Set task:
Rewrite the stretch of the listing from the line containing "mark the church" through the end of the listing, keeping every line, requests included. Raise each coordinate in the answers by 128.

Rows:
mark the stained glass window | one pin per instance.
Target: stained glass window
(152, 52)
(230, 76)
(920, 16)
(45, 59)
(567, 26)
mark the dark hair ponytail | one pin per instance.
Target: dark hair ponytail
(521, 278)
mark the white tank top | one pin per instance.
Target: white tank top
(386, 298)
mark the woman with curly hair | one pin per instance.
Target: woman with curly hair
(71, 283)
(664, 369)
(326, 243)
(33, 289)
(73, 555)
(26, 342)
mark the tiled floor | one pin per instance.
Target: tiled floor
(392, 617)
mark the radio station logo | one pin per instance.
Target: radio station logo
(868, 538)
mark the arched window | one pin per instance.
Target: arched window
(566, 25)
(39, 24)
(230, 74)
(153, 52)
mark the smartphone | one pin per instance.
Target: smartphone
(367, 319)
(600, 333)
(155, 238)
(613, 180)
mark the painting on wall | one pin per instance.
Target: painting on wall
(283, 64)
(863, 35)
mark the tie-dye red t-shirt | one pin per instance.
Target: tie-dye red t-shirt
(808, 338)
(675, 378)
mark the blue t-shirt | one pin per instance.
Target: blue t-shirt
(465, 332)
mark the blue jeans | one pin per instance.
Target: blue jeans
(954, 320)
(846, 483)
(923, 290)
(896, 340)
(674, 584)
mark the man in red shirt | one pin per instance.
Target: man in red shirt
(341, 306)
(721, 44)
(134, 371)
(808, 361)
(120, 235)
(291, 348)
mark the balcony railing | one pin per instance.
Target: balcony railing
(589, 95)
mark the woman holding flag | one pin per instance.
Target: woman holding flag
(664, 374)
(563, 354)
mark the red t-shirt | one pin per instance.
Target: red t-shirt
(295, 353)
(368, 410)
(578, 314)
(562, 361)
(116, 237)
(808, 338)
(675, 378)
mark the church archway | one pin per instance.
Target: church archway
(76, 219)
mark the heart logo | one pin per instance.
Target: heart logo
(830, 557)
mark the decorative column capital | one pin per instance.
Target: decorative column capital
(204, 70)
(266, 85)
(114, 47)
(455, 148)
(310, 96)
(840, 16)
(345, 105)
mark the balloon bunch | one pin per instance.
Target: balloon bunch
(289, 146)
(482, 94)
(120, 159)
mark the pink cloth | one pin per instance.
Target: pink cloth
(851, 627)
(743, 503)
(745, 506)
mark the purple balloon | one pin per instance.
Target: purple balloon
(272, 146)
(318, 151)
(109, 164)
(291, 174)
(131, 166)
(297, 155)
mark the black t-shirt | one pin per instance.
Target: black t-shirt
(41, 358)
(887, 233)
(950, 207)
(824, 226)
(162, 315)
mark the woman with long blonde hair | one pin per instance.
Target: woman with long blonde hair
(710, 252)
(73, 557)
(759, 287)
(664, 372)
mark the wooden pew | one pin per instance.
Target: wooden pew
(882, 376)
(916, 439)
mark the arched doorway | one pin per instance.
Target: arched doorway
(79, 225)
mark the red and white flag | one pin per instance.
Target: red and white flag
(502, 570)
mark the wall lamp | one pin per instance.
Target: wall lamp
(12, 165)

Response to the task:
mark the church archway | one pin per instance.
Target: church archway
(204, 347)
mark the heart logo | one pin per instance.
Target: heart logo
(958, 685)
mark the decorative column capital | one pin per instance.
Target: decorative column capital
(332, 198)
(394, 213)
(242, 175)
(583, 276)
(438, 224)
(968, 144)
(473, 233)
mark the balloon bunch | one pin per instance.
Target: balloon bunch
(417, 274)
(610, 222)
(248, 287)
mark the pink cloth | one pin per instance.
Target: pink cloth
(979, 755)
(871, 631)
(873, 634)
mark the purple balloon | one pin per instance.
Target: purple balloon
(400, 274)
(446, 279)
(237, 292)
(419, 302)
(259, 294)
(425, 283)
mark the black t-shirt | one pin per instance.
Target: black t-shirt
(169, 486)
(1015, 361)
(1078, 335)
(952, 354)
(290, 443)
mark the woman with long blonde hair | one pin per instance.
Target: woman with long blonde hair
(838, 380)
(201, 685)
(887, 415)
(792, 500)
mark the wooden pew | one pin per instance.
Target: wooden pew
(1010, 504)
(1044, 567)
mark the arched doorway | one pin per instance.
Target: arched doorway
(207, 353)
mark the red and white flag | one pin per instance.
Target: red and white flag
(630, 698)
mark the wall lamp | one pin per instance.
Target: wall lamp
(140, 293)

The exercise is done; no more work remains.